Goal of the exercise :: Could you copy out the whole blog post below, on stylists and a walk down to Soho, word for word?

Given passage ::
Thursday, November 19, 2009

Styling in Silence

For all those who think 'stylist' is a synonym for 'rail thin, Cartier-clad, dramatic TV personality' (and for my friend Rebecca for different reasons) here is an interesting article from the NY Times on the woman behind Sarah Palin's controversial wardrobe. Another shining example of the often small voices behind some of the most notable ensembles (for better or for worse), and the misconception that those who style always do so with acronyms, fur, baubles, and spotlight.

Off Broadway

Tired of the midtown scenery on a mild, sunny afternoon, I decided to take a long walk down to Soho and enjoy the up and coming holiday window displays. (For the occasion of migrating south of Houston, I found it appropriate to wear my preppy-meets-hipster black and white lace-up oxfords.) As usual, I took 3rd Ave down to 14th, then walked up to where Park Ave turns into Broadway and headed down past Astor Place, Bleecker, and finally Houston. Flustered to find an enormous amount of construction on the corner making it too hard to navigate in brand new shoes, I had to detour west of my route, just off Broadway. Who knew that some of the city's gems hid mere feet away from the main drag?

Dataset excerpts ::

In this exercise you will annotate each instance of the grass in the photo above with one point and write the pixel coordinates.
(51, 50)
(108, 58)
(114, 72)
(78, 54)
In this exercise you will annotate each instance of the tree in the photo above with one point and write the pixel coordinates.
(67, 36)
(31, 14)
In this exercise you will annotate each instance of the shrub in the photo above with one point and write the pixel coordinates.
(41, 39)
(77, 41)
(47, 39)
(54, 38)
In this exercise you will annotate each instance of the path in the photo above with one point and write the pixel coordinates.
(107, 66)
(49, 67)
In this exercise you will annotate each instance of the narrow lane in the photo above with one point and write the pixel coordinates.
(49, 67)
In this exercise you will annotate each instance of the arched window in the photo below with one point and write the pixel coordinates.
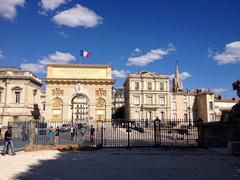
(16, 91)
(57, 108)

---

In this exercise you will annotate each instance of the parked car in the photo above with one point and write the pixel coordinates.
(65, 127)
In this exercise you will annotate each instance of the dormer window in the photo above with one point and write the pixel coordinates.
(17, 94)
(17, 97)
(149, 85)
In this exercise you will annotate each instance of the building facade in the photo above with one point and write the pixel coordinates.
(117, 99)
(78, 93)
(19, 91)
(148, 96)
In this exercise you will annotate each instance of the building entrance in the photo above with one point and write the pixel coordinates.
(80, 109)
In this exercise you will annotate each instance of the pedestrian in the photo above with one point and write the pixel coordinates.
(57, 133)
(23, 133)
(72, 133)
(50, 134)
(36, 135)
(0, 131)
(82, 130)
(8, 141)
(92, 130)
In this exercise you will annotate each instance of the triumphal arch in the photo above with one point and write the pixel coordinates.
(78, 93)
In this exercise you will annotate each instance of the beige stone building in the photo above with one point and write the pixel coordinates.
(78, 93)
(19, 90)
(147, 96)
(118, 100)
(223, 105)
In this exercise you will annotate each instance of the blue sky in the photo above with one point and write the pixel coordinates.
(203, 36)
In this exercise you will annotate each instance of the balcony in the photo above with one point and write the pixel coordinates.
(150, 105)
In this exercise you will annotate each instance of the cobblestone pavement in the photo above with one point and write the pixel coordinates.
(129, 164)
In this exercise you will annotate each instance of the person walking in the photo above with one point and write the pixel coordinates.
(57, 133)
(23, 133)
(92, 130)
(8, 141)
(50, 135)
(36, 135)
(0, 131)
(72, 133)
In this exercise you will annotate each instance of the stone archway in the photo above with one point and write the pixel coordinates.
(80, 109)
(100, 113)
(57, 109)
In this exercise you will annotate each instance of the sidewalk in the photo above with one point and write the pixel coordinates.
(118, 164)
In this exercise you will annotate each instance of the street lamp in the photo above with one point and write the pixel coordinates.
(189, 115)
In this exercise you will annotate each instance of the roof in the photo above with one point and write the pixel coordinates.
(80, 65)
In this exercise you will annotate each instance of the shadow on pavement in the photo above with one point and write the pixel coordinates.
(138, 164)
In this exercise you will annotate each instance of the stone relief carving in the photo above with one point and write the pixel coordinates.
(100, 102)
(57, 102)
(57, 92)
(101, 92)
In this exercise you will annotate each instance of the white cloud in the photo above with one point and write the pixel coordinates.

--

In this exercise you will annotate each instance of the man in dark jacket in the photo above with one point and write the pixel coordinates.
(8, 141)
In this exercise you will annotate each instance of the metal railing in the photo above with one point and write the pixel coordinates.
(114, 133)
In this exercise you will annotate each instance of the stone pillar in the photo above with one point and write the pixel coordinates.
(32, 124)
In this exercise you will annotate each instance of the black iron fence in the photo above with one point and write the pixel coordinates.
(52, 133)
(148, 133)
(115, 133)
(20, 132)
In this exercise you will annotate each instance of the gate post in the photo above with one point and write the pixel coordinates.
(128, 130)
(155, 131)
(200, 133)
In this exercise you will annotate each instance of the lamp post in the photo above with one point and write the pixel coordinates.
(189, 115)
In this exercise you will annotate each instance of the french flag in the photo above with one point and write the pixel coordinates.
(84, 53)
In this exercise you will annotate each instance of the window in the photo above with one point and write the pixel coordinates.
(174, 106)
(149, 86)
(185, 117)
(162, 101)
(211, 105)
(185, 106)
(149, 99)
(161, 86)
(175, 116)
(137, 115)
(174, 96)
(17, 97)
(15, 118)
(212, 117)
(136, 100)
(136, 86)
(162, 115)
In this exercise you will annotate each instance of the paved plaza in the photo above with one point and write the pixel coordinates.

Task answer ::
Thursday, November 19, 2009

Styling in Silence

For all those who think 'stylist' is a synonym for 'rail thin, Cartier-clad, dramatic TV personality' (and for my friend Rebecca for different reasons) here is an interesting article from the NY Times on the woman behind Sarah Palin's controversial wardrobe. Another shining example of the often small voices behind some of the most notable ensembles (for better or for worse), and the misconception that those who style always do so with acronyms, fur, baubles, and spotlight.

Off Broadway

Tired of the midtown scenery on a mild, sunny afternoon, I decided to take a long walk down to Soho and enjoy the up and coming holiday window displays. (For the occasion of migrating south of Houston, I found it appropriate to wear my preppy-meets-hipster black and white lace-up oxfords.) As usual, I took 3rd Ave down to 14th, then walked up to where Park Ave turns into Broadway and headed down past Astor Place, Bleecker, and finally Houston. Flustered to find an enormous amount of construction on the corner making it too hard to navigate in brand new shoes, I had to detour west of my route, just off Broadway. Who knew that some of the city's gems hid mere feet away from the main drag?